> **Set problem**:
Rewrite the listing starting at the line that contains "Guideline: mark the antelope" and ending at the close of the listing, and add 113 to every number in the answer coordinates. Keep all other lines unchanged.

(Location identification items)
* * * * * * *
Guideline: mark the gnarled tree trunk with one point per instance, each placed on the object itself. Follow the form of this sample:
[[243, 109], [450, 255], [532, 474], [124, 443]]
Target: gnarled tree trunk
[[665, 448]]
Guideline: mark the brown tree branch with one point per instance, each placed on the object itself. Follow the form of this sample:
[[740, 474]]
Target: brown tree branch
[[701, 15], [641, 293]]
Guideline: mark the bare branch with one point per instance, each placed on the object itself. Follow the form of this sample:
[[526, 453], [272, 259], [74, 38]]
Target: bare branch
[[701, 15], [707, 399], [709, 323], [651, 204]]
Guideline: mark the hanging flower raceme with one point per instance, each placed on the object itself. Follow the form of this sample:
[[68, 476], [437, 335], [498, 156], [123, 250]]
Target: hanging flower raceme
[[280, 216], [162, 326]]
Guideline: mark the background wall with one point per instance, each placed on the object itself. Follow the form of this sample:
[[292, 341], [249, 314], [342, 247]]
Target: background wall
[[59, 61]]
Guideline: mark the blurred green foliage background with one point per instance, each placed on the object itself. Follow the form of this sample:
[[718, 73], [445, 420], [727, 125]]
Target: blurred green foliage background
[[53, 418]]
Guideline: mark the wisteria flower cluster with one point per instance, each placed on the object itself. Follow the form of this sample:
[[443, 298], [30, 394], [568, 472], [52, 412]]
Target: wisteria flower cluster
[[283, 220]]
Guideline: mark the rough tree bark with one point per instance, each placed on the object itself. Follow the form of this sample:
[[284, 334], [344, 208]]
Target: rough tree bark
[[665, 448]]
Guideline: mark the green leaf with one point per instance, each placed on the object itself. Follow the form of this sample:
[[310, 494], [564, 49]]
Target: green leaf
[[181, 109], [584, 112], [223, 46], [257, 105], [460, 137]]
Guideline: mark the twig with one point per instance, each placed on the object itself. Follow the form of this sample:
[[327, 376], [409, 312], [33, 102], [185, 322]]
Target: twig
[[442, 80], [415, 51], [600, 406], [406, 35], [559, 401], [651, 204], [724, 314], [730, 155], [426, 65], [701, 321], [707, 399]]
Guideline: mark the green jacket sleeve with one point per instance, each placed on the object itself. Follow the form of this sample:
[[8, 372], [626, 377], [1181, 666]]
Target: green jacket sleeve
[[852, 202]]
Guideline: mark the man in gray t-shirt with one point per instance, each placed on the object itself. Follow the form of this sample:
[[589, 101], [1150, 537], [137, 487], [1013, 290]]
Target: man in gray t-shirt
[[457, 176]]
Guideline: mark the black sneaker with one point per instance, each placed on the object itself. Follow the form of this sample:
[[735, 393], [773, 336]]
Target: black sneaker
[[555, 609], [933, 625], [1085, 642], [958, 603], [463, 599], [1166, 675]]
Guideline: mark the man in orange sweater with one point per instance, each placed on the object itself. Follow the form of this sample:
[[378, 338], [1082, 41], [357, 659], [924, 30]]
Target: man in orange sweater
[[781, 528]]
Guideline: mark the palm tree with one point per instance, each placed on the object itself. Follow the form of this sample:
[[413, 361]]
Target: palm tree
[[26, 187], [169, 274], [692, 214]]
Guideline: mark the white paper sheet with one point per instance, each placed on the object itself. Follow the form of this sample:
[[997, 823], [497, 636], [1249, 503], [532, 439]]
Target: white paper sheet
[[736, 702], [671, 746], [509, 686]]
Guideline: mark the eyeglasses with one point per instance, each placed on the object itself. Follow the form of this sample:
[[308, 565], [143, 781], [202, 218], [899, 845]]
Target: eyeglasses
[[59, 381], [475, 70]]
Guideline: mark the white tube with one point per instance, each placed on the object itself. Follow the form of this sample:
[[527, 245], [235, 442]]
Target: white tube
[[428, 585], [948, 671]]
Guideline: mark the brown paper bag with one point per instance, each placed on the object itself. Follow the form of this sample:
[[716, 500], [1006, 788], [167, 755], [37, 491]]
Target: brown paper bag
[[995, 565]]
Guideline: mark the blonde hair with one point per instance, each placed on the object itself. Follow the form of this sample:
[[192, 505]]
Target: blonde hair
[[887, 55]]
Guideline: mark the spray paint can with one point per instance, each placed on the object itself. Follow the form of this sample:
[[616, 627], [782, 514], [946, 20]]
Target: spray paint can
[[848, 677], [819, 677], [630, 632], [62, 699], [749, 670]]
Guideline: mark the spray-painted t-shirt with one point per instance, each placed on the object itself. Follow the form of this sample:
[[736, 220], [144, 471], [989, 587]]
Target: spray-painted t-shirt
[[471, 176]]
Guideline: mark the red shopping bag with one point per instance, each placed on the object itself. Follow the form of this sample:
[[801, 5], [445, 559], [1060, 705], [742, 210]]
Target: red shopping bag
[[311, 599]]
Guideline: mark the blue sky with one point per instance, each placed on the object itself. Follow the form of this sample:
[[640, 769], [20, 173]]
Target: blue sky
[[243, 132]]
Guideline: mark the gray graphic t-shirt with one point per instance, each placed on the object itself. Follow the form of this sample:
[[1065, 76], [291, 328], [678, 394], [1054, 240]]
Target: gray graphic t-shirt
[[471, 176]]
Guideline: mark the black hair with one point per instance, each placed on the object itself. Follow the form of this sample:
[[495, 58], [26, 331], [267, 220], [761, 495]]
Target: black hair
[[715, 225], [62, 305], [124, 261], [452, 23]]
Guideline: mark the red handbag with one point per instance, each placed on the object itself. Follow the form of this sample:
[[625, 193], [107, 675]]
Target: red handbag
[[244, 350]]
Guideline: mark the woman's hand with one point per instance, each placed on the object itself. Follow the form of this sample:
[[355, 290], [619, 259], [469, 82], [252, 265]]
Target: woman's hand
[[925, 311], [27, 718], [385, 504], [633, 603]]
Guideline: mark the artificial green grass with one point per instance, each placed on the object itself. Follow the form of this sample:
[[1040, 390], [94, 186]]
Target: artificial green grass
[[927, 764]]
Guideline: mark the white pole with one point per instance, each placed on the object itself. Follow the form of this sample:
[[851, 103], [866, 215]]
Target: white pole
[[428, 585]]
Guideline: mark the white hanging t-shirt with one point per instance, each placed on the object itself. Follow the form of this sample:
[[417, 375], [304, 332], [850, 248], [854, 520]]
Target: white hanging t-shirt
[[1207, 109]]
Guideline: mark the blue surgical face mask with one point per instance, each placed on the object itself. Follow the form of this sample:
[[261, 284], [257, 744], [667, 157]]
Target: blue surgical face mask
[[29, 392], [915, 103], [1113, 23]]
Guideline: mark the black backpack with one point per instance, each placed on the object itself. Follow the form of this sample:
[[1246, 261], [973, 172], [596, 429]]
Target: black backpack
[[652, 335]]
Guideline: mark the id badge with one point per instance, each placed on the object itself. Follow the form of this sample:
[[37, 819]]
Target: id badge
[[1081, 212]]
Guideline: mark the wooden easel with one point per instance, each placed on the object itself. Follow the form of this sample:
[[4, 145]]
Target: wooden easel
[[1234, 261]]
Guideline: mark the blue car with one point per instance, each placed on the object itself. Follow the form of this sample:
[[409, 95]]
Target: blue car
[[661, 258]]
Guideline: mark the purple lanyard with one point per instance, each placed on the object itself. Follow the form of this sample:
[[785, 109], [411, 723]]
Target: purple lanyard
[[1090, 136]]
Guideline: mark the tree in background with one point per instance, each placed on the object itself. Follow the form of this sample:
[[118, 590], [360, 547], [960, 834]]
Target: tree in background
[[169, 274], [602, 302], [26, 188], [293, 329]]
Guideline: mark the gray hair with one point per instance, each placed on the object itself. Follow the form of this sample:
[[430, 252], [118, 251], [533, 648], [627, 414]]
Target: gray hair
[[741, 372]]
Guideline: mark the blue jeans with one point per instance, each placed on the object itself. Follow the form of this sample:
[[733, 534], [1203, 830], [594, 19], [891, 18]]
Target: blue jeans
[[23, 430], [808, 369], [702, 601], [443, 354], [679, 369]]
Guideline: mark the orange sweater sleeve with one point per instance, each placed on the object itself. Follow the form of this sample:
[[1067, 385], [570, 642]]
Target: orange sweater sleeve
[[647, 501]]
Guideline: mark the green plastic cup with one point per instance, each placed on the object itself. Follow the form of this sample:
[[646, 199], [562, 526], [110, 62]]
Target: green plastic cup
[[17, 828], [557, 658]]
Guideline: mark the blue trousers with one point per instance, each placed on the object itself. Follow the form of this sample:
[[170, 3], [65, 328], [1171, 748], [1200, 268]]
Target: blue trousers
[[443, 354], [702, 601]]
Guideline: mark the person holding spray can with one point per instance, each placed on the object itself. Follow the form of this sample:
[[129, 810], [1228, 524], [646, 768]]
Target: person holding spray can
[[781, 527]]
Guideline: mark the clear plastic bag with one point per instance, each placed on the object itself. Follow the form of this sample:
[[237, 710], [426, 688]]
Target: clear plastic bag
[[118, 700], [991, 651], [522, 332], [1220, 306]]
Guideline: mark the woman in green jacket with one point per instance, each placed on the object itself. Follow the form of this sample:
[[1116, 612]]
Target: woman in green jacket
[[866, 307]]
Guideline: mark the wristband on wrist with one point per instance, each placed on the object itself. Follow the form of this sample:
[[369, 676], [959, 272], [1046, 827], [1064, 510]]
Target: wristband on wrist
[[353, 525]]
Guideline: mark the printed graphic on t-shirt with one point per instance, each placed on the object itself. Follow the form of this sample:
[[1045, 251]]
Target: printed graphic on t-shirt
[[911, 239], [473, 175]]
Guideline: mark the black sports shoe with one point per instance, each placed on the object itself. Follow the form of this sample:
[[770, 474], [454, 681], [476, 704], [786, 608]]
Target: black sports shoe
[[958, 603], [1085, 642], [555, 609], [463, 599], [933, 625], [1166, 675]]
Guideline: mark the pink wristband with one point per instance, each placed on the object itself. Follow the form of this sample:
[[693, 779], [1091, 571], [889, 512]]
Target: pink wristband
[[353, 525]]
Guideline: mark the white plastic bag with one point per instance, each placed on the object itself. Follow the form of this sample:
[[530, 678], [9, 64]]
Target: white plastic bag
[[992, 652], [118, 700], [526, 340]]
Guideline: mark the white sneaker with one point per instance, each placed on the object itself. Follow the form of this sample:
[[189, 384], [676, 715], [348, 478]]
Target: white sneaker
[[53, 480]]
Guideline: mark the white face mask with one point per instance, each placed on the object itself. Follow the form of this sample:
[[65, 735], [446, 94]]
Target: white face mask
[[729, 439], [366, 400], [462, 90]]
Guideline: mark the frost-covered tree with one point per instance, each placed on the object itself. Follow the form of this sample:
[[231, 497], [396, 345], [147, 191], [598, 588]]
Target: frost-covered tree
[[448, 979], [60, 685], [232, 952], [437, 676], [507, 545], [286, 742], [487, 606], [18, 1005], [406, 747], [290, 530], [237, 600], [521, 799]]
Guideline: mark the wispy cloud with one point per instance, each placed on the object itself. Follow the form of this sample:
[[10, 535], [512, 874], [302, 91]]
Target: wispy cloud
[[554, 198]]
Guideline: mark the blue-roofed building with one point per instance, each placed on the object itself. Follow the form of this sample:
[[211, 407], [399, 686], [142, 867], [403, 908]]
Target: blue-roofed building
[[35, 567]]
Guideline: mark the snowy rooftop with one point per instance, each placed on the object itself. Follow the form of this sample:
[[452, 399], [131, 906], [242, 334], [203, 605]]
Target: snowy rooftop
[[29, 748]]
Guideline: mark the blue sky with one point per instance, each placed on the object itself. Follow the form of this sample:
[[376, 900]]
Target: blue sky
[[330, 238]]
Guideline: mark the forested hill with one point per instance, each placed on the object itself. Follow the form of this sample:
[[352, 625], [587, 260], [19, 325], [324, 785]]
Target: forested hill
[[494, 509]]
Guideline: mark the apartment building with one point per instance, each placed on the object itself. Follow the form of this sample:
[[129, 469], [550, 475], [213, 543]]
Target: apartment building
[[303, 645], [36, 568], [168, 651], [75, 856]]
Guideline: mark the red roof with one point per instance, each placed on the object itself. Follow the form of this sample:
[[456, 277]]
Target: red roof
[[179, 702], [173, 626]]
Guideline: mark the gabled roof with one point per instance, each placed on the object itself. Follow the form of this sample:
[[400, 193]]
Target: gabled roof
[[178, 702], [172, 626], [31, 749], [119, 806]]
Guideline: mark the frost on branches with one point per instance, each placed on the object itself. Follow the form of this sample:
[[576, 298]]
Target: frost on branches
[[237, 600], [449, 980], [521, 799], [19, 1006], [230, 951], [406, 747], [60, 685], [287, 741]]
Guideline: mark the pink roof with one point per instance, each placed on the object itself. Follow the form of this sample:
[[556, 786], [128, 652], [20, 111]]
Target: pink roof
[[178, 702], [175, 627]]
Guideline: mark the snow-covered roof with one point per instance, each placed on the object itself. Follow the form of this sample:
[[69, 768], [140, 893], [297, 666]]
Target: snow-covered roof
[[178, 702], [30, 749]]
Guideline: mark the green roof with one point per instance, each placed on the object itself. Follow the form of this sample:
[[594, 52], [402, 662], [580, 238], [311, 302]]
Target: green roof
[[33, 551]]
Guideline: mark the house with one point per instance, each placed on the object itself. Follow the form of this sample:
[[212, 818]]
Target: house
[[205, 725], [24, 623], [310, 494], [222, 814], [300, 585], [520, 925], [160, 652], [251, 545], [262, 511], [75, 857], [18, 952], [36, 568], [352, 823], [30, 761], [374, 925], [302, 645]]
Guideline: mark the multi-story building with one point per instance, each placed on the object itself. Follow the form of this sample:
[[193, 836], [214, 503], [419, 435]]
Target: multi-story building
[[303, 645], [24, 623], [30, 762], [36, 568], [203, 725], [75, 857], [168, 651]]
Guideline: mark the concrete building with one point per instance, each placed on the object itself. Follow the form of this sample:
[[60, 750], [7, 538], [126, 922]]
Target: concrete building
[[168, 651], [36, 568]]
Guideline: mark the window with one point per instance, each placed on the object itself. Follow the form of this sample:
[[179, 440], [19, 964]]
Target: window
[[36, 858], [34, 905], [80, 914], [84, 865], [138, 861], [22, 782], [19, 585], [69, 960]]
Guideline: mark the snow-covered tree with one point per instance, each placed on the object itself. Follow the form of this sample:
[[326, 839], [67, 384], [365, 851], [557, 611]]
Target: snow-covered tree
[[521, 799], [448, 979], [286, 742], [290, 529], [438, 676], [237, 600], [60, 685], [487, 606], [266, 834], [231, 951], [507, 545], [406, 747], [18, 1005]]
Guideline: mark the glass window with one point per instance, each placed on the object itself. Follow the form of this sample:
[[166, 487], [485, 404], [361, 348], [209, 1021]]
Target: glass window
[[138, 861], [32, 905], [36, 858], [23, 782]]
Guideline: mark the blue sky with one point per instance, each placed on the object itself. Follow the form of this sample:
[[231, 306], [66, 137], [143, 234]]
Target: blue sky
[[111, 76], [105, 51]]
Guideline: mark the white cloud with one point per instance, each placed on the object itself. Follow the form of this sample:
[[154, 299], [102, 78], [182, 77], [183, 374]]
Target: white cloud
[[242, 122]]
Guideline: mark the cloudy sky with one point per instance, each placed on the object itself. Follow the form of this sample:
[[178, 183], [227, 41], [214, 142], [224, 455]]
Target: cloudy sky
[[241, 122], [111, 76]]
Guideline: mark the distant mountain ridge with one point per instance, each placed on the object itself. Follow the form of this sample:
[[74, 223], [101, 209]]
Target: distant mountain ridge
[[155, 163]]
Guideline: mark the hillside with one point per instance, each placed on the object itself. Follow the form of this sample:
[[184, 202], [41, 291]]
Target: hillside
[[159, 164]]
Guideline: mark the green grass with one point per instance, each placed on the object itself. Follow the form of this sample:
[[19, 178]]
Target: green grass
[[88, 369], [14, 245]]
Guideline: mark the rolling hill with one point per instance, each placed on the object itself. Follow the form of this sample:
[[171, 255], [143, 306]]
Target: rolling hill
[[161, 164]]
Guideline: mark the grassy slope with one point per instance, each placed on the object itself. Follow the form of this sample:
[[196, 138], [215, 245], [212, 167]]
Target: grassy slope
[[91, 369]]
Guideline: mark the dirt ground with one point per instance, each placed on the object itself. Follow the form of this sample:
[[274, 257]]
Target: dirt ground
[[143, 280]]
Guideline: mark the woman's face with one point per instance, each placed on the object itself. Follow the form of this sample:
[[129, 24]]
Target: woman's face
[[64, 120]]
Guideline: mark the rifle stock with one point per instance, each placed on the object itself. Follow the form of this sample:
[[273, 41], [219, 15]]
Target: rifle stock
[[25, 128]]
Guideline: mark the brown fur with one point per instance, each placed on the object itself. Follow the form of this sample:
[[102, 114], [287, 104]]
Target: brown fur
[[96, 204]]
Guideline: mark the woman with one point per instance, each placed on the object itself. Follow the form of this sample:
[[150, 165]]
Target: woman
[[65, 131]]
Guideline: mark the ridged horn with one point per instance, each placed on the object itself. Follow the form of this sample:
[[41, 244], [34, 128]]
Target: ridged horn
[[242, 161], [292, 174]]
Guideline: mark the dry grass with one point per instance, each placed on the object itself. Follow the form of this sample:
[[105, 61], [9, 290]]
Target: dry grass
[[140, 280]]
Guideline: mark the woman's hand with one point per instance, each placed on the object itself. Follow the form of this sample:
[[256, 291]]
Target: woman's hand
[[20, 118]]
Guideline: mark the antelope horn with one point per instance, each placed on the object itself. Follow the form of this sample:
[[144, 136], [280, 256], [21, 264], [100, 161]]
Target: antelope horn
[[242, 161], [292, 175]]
* * * * * * *
> **Task solution**:
Guideline: mark the antelope horn with one point per instance, each placed on the object itself. Follow the form of this sample:
[[144, 136], [280, 256], [21, 264], [100, 161]]
Target: antelope horn
[[355, 274], [405, 288]]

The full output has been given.